* [SELECTION]
- - - -

How old is this unit? May still be under warranty. Says 5-year warranty here: https://www.cyberpowersystems.com/product/ups/brg1500avrlcd/


----------



## FordGT90Concept (Dec 12, 2018)

1) Verify that everything is plugged in correctly.  By that, I mean battery stuff in battery outlets and non-battery stuff into surge outlets.
2) Do you have CyberPower PowerPanel installed on the computer?  If you do, it can be telling the UPS to go off after x minutes without power.  By default, that's two minutes.  Check its settings.
3) Most CyberPower UPSs have two separate circuits: battery which is controlled by the power switch and surge which is always on (uneffected by the power switch).
4) The time estimate is only accurate while there is no mains power and it is drawing on the battery.  20 minutes may be all the charge it's good for. Hard to say.
5) That particular UPS is a simulated square sine wave UPS.  It's possible that the transformer for the router decided to turn off for some reason because of that (overheated, inadeuqate power, hard to say).
6) AFAIK that UPS doesn't have any kind of power saving sensing.  Either it's on or it is off.


----------



## _UV_ (Dec 12, 2018)

Just replace batteries, they already damaged.


----------



## FordGT90Concept (Dec 12, 2018)

Could be a manufacturing defect with the batteries, yeah.  Usually if it is a dead cell, it's pretty consistent when it goes off relative to estimated time remaining.  PowerPanel has a battery self test option if you haven't tried that yet.


----------



## Bill_Bright (Dec 12, 2018)

First, kudos for using a decent UPS. I wish every user would use them. 

How old is this UPS - or rather, how old are the batteries? They generally have to be replaced every 3 - 5 years. Some times, they will last longer if not heavily used frequently.

- - - -

* [EXTRACTED ENTRIES]
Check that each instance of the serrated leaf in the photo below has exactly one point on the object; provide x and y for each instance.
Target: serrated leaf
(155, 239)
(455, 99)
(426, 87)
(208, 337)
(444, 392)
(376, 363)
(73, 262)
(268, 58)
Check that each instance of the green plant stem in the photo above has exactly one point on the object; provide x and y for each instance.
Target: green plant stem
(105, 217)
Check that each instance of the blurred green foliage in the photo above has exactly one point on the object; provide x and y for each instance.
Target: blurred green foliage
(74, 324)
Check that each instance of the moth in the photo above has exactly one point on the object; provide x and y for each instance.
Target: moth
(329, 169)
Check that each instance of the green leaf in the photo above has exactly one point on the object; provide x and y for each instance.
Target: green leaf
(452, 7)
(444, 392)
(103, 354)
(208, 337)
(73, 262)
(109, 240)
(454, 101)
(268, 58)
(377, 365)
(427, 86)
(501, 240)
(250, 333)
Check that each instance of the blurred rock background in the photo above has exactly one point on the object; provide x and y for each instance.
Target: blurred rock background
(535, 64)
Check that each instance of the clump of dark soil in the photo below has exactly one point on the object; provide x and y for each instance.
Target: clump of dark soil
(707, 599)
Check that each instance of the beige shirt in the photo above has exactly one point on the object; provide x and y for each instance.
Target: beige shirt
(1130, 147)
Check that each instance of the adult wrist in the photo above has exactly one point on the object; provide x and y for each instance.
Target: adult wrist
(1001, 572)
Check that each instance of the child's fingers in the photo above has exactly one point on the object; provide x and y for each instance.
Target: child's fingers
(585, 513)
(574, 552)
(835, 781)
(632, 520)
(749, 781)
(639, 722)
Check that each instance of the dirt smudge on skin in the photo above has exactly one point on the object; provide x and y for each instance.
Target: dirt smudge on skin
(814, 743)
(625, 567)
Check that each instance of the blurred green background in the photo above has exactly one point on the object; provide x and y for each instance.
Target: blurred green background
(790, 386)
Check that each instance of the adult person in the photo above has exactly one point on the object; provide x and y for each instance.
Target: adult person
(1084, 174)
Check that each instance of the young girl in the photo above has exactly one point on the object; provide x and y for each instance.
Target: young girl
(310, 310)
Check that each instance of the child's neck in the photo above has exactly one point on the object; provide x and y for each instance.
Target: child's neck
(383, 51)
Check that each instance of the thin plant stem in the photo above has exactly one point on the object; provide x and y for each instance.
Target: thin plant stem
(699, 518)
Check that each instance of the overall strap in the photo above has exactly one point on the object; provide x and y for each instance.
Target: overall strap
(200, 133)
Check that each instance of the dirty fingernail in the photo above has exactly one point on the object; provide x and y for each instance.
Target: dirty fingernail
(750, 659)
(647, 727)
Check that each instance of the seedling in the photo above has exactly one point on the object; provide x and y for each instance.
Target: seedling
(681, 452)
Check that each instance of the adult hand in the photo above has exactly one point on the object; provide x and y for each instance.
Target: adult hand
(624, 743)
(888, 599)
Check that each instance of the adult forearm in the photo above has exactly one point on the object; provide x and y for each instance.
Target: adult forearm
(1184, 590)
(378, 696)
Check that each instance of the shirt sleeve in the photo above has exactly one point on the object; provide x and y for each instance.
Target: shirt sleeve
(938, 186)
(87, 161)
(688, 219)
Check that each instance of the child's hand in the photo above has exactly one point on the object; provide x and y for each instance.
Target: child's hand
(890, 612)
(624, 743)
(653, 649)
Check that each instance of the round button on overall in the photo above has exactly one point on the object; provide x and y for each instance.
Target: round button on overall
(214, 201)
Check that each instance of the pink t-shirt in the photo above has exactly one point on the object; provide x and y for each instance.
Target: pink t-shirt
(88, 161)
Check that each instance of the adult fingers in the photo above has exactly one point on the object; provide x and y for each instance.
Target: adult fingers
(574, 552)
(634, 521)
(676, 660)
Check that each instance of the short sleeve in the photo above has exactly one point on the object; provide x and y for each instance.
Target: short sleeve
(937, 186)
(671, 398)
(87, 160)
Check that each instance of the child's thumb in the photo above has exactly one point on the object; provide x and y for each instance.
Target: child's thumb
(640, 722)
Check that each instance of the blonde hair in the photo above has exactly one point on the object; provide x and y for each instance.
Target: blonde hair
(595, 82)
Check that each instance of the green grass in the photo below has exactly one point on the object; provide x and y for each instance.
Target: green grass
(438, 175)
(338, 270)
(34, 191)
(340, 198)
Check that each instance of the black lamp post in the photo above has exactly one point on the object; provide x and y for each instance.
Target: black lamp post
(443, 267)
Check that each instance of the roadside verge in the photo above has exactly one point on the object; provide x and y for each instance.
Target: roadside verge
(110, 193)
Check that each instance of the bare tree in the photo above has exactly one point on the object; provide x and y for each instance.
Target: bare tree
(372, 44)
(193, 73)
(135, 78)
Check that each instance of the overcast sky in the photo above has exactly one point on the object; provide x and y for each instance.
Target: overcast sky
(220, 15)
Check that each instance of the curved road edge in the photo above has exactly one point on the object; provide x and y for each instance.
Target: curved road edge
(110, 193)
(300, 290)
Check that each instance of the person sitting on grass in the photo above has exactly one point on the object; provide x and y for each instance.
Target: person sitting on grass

- - - -

* [TASK] Name each distinct username that appears as a post heading in the forum thread, listing each name once.

* [RESULT]
FordGT90Concept
_UV_
Bill_Bright